━━━ Materials provided

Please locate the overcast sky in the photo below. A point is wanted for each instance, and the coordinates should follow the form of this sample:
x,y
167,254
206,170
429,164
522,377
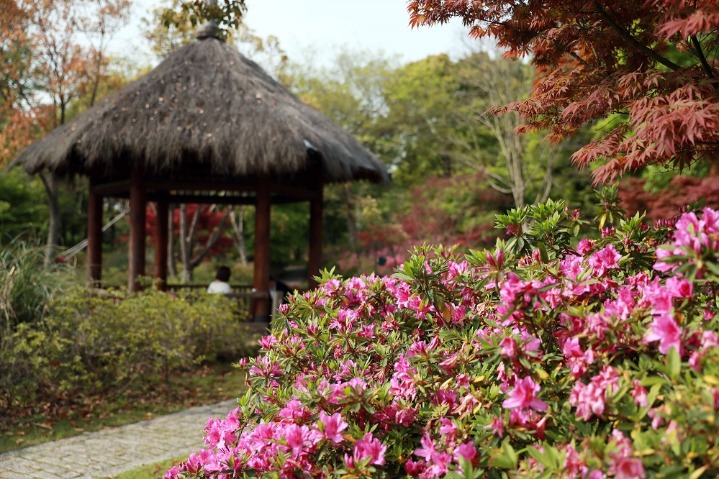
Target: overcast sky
x,y
315,30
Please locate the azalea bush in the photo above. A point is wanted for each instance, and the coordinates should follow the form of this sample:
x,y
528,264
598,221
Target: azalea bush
x,y
548,356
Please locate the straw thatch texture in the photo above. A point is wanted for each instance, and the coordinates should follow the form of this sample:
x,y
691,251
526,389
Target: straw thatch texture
x,y
208,104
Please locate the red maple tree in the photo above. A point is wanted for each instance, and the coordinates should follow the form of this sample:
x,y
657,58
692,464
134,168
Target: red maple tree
x,y
646,66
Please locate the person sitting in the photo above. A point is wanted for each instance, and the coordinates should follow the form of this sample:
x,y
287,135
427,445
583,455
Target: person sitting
x,y
221,284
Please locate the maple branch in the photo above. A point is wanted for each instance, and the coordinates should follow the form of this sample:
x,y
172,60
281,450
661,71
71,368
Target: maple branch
x,y
702,58
628,37
581,60
211,240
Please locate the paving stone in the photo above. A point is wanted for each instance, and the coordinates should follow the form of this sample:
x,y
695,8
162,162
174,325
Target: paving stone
x,y
112,451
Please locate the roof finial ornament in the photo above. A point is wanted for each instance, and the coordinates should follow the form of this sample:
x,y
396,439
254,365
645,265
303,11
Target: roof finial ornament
x,y
209,29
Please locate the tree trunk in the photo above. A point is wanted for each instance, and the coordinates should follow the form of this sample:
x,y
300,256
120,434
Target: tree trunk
x,y
349,201
51,182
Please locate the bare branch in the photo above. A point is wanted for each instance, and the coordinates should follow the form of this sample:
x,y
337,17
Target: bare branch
x,y
628,37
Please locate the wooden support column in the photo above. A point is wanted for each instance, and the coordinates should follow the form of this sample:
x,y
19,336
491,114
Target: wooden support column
x,y
316,224
137,228
161,241
260,289
94,236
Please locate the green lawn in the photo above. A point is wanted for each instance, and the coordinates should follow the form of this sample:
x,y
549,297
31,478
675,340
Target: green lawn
x,y
45,423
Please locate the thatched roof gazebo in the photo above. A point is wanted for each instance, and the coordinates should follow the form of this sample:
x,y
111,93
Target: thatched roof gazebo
x,y
207,125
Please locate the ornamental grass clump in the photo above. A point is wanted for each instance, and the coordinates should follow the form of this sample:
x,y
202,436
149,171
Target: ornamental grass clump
x,y
546,357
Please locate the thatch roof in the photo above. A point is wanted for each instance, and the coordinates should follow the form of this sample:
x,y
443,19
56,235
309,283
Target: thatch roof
x,y
208,103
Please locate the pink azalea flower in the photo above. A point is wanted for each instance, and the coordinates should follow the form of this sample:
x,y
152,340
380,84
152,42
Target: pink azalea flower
x,y
628,468
584,246
665,330
523,396
467,451
370,446
604,259
332,426
639,393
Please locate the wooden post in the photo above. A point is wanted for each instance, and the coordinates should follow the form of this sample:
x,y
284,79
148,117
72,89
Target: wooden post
x,y
315,255
161,242
94,236
261,290
137,228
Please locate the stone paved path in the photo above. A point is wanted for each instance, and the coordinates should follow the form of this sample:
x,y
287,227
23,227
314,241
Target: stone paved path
x,y
112,451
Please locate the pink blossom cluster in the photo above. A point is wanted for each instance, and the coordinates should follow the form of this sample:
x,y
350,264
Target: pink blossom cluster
x,y
581,366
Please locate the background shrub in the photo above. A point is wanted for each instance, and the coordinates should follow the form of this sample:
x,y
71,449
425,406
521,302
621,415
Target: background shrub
x,y
104,342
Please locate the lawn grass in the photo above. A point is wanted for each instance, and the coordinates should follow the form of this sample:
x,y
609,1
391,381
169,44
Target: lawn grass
x,y
150,471
206,385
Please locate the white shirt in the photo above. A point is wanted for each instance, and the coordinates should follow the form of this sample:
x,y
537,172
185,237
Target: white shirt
x,y
219,287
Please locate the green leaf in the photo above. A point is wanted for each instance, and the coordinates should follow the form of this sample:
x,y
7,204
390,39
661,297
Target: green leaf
x,y
674,363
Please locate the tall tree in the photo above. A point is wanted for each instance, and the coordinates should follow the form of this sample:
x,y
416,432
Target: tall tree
x,y
61,45
488,81
650,63
421,98
352,94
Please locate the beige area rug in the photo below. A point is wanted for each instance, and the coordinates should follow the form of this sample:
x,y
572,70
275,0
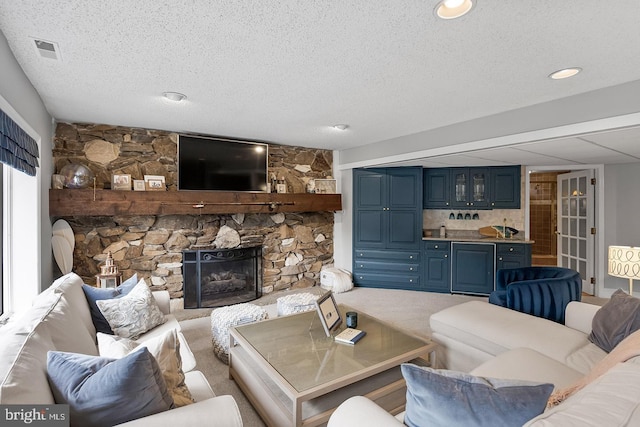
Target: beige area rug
x,y
409,310
194,313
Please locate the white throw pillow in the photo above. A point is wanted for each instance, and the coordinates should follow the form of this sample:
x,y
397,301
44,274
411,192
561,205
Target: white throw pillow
x,y
164,348
134,314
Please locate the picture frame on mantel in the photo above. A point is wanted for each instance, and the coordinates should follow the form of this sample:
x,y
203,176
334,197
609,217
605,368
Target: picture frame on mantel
x,y
121,182
154,183
325,186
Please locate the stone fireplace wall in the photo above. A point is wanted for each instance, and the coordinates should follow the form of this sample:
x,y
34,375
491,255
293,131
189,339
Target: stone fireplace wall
x,y
295,245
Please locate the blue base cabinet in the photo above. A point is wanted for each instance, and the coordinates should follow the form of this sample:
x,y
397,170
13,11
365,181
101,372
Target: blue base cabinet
x,y
512,255
473,268
436,271
387,227
392,269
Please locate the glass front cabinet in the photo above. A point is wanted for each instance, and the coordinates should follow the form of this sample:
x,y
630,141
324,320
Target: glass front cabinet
x,y
470,188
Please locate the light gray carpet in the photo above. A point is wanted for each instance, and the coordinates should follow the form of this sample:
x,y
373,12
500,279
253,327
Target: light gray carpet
x,y
408,310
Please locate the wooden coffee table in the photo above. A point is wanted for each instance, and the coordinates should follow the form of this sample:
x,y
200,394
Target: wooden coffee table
x,y
294,375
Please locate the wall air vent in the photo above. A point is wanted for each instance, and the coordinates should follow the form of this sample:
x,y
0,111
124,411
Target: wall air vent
x,y
47,49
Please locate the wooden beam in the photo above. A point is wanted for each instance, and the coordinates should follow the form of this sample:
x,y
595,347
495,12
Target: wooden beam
x,y
87,202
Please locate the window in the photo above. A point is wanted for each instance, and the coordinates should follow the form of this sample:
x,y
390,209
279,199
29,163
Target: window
x,y
1,240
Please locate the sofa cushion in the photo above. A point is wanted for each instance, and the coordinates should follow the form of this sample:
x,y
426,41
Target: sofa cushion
x,y
612,400
494,330
528,365
93,294
67,330
165,349
133,314
23,365
616,320
444,398
70,286
105,392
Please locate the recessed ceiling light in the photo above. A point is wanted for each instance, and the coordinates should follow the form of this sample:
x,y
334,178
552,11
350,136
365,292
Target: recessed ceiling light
x,y
565,73
451,9
174,96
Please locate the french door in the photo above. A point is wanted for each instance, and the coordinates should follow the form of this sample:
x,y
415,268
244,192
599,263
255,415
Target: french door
x,y
576,225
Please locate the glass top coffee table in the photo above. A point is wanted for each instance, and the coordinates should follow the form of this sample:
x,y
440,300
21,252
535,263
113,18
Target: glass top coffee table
x,y
295,375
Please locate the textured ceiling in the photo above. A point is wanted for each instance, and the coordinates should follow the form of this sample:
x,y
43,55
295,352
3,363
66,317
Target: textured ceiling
x,y
285,71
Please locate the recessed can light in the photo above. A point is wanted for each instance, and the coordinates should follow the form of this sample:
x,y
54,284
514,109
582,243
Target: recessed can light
x,y
451,9
174,96
565,73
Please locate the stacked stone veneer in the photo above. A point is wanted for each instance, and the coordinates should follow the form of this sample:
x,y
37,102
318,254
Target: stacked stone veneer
x,y
295,245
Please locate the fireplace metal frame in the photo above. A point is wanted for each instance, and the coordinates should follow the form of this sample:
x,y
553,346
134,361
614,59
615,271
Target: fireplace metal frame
x,y
194,259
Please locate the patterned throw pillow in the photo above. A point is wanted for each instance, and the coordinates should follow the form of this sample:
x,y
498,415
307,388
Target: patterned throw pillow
x,y
133,314
166,350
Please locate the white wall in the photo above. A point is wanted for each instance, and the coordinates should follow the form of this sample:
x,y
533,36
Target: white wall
x,y
27,204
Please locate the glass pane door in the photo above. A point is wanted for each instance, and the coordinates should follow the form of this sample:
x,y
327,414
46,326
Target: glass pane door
x,y
576,218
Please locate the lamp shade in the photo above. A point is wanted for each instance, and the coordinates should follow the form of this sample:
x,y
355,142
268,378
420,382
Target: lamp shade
x,y
624,261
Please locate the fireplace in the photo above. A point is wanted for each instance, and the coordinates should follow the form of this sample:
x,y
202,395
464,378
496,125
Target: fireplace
x,y
219,277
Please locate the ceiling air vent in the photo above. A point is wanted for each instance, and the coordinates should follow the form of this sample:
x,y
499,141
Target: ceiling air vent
x,y
47,49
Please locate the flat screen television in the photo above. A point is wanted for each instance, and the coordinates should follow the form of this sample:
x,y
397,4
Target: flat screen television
x,y
221,164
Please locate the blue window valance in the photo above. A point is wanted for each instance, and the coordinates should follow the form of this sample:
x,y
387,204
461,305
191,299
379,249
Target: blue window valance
x,y
17,148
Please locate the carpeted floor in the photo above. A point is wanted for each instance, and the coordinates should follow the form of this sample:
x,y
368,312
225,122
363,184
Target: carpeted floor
x,y
408,310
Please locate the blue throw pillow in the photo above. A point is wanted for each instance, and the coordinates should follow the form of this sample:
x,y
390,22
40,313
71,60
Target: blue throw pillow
x,y
94,294
449,398
105,392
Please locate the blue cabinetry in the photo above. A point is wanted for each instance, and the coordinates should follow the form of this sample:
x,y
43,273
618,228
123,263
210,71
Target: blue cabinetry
x,y
472,188
393,269
436,273
473,268
505,187
387,227
512,255
436,188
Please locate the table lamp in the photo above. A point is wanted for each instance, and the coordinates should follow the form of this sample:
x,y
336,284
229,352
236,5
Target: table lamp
x,y
624,261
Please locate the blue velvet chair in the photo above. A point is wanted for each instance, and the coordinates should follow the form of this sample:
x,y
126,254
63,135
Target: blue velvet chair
x,y
538,291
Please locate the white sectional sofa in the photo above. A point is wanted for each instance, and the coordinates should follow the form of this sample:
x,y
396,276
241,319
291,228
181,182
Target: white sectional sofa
x,y
491,341
60,320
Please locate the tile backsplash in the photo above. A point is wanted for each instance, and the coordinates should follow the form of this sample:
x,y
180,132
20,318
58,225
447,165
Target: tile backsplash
x,y
434,218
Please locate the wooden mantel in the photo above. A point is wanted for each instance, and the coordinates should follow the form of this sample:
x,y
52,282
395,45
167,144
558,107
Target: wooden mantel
x,y
89,202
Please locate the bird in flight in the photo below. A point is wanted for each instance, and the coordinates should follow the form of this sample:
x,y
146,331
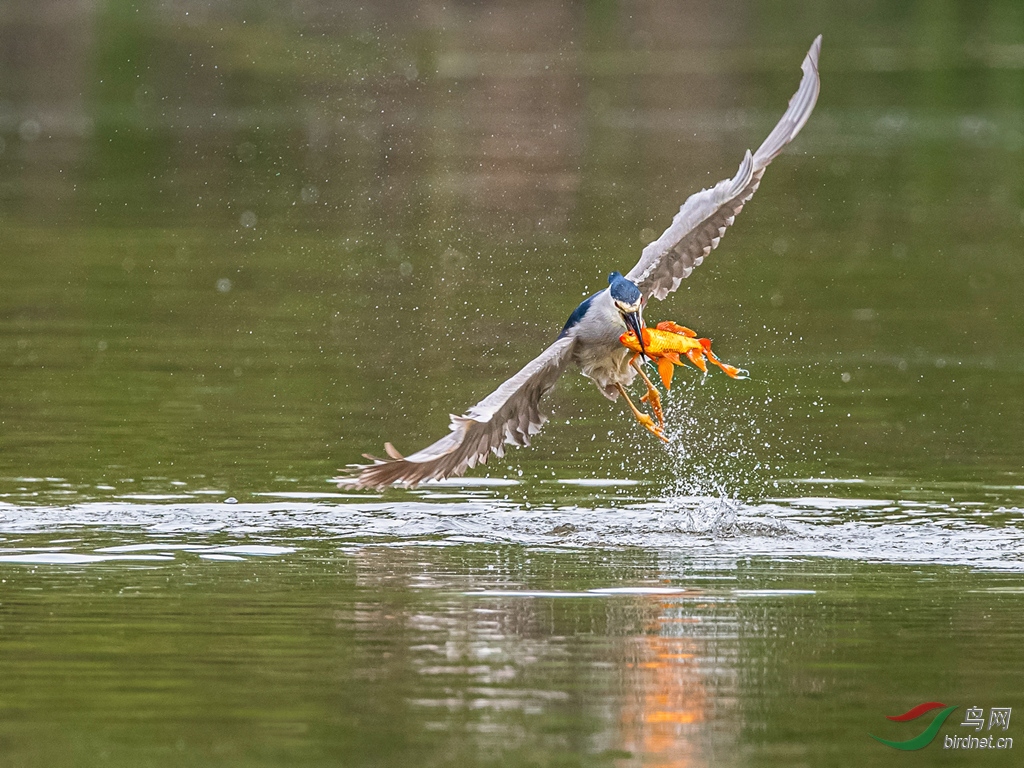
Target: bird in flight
x,y
590,339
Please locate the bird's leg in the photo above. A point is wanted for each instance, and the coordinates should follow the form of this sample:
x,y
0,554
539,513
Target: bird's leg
x,y
652,397
645,420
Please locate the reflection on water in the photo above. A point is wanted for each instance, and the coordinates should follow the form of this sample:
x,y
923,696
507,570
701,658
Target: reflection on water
x,y
439,652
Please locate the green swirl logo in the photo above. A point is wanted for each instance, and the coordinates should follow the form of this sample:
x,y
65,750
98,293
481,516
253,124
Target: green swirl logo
x,y
924,738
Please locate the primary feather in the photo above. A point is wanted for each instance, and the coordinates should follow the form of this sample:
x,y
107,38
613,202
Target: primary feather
x,y
510,415
702,219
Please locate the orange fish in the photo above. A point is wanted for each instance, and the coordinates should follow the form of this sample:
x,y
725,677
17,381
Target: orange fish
x,y
668,341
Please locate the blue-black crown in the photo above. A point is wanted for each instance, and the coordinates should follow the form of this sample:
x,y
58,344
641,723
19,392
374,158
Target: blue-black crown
x,y
623,290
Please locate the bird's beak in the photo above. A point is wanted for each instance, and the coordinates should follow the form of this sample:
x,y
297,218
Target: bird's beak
x,y
635,324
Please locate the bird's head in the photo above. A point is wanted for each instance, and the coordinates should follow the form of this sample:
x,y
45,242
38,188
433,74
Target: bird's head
x,y
629,302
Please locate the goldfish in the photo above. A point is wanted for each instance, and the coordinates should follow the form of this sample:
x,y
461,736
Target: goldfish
x,y
668,343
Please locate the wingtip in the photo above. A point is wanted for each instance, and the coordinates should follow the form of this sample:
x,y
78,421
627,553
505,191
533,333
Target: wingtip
x,y
811,59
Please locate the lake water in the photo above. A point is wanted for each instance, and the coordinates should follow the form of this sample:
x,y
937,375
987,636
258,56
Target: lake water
x,y
242,244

━━━━━━

Can you reproduce the data above word for word, starting at the line that contains "Please locate the wingtip" and ending at the last line of the data?

Please locate the wingtip in the photo above. A point is wanted for each instance, and the coordinates should follow the form of this sample:
x,y
78,421
627,553
505,191
533,333
Target: wingtip
x,y
811,59
Please locate the lake water in the photo above. A point is wanted for each instance, and the coordinates should follow the form of this sample:
x,y
937,375
987,636
258,56
Target: lake water
x,y
242,244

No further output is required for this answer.